• REQUIREMENT: Print the records below verbatim, line for line, without changing a single character.

• DATA FOR PROCESSING:
☆ ☆ ☆ ☆ ☆
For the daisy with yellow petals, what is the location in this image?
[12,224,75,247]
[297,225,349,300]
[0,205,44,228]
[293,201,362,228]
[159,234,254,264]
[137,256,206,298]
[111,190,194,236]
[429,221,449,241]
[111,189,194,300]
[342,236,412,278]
☆ ☆ ☆ ☆ ☆
• REPLY:
For the daisy with yellow petals, what is the location in this image?
[12,224,75,247]
[297,225,349,300]
[0,205,44,228]
[293,201,362,228]
[159,234,254,264]
[137,256,206,298]
[111,190,194,236]
[429,221,449,241]
[111,189,194,300]
[342,236,412,278]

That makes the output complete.